## Begin

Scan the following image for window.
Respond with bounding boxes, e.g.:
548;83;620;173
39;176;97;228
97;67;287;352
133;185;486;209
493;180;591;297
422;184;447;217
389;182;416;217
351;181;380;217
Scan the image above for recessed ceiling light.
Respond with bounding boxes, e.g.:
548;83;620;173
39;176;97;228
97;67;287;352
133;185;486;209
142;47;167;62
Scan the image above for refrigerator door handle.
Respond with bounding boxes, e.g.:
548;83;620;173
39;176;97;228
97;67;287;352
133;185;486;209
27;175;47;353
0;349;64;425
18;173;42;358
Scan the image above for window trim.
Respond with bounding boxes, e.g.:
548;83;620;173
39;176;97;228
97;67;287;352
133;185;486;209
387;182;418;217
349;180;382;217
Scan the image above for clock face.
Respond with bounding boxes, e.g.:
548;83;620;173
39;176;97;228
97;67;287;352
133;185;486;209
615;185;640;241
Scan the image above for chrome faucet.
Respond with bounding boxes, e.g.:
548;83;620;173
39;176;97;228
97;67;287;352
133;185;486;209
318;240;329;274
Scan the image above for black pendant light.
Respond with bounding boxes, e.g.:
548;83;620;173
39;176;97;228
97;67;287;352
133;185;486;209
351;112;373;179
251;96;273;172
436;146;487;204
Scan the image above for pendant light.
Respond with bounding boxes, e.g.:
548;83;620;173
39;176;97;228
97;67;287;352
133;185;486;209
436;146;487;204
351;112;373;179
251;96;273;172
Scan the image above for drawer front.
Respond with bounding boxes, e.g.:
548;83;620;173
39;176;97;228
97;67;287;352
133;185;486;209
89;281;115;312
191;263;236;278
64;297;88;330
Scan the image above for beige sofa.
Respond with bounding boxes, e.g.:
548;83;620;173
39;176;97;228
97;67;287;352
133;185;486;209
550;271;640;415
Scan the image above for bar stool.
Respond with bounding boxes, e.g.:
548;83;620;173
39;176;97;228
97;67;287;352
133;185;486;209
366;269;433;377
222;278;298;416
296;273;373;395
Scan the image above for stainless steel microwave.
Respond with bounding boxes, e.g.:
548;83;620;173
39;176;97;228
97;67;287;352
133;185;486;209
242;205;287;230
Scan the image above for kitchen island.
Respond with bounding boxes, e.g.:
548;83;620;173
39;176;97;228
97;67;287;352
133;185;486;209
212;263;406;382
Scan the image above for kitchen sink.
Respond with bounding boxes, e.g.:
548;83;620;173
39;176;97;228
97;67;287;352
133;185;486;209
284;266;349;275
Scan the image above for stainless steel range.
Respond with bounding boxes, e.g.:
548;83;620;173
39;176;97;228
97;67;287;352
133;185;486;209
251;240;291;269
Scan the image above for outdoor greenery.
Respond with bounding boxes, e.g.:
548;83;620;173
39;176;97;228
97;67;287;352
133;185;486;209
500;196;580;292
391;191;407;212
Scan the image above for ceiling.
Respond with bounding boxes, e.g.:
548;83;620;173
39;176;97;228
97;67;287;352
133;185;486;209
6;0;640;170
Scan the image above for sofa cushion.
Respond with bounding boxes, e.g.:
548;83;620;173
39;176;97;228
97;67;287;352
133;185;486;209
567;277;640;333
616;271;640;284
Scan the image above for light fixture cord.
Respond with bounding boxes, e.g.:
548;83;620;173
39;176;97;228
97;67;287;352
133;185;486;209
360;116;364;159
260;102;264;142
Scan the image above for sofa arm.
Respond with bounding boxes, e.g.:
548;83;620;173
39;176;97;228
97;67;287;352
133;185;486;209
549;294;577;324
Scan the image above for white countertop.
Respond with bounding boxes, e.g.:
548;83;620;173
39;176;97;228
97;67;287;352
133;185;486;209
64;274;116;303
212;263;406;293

## End

— Directions —
Extract the whole listing, character for character.

— Exercise output —
Scan the following image for window.
Respond with bounding boxes, e.g.:
548;83;620;173
39;176;97;228
97;67;287;352
133;185;486;209
493;180;591;297
422;184;447;217
389;182;416;217
351;181;380;217
Scan the image above for recessed ceiling light.
Respond with bounding boxes, e.g.:
548;83;620;173
39;176;97;228
97;67;287;352
133;185;486;209
142;47;167;62
Scan the image above for refrigerator door handle.
Respond with bounding boxes, e.g.:
548;83;620;173
39;176;97;228
97;67;287;352
133;185;486;209
27;175;47;353
0;349;64;425
18;173;42;358
Scan the image above for window trim.
Respond with bounding boxes, e.g.:
548;83;620;173
39;176;97;228
97;67;287;352
133;185;486;209
387;182;418;217
349;180;382;217
Scan the image above for clock face.
Respond with bounding boxes, e.g.:
548;83;620;173
39;176;97;228
97;67;287;352
133;185;486;209
615;185;640;241
Scan the image above for chrome faucet.
Respond with bounding boxes, e.g.:
548;83;620;173
39;176;97;228
97;67;287;352
133;185;486;209
318;240;329;274
Scan the image above for black pendant light.
Respond with bounding boxes, e.g.:
548;83;620;173
39;176;97;228
97;67;287;352
133;185;486;209
351;112;373;179
251;96;273;172
436;146;487;204
Scan the image above for pendant light.
Respond with bounding boxes, e.g.:
548;83;620;173
39;176;97;228
97;67;287;352
133;185;486;209
436;146;487;204
351;112;373;179
251;96;273;172
Scan the image above for drawer front.
Respond with bounding boxes, e.g.:
548;83;620;173
39;176;97;228
97;67;287;352
133;185;486;209
89;281;115;312
191;263;236;278
64;297;88;330
Scan the image above for beige sofa.
Respond with bounding boxes, e.g.:
548;83;620;173
39;176;97;228
97;67;287;352
133;185;486;209
550;271;640;415
Scan the image above for bar stool.
Respond with bounding boxes, e.g.:
548;83;620;173
39;176;97;228
97;67;287;352
133;185;486;209
366;269;433;377
222;278;298;416
296;273;373;395
Scan the image above for stainless steel microwave.
Respond with bounding boxes, e.g.:
548;83;620;173
39;176;97;228
97;67;287;352
133;185;486;209
242;205;287;230
Scan the image above for kitchen island.
Respond with bounding boxes, e.g.:
548;83;620;173
39;176;97;228
97;67;287;352
133;185;486;209
212;263;406;382
Scan the image above for kitchen sink.
Respond with bounding boxes, e.g.:
548;83;620;173
39;176;97;228
97;67;287;352
133;185;486;209
284;266;349;275
Scan the image above for stainless steel range.
Respond with bounding boxes, e.g.:
548;83;620;173
39;176;97;228
97;67;287;352
133;185;486;209
251;240;291;269
Scan the image above for outdoor greenery.
Respond with bounding boxes, e.g.:
548;83;620;173
39;176;97;228
97;67;287;352
133;185;486;209
500;196;580;292
391;191;407;212
Scan the image above for ceiling.
Respond with bounding boxes, e.g.:
548;83;620;173
39;176;97;228
97;67;287;352
133;185;486;209
6;0;640;170
Scan the image above for sofa cushion.
Respond with bounding boxes, e.g.:
548;83;620;173
39;176;97;228
97;67;287;352
133;185;486;209
567;277;640;333
616;271;640;284
Scan the image above for light fixture cord.
Respond with bounding boxes, e.g.:
548;83;620;173
39;176;97;228
97;67;287;352
133;185;486;209
360;116;364;159
260;102;264;142
Scan the image above for sofa arm.
Respond with bounding boxes, e.g.:
548;83;620;173
39;176;97;228
97;67;287;352
133;185;486;209
549;294;577;324
Scan the image above for white countertop.
Respond with bounding boxes, e.g.:
548;83;620;173
39;176;97;228
97;67;287;352
133;185;486;209
64;274;116;303
212;263;406;293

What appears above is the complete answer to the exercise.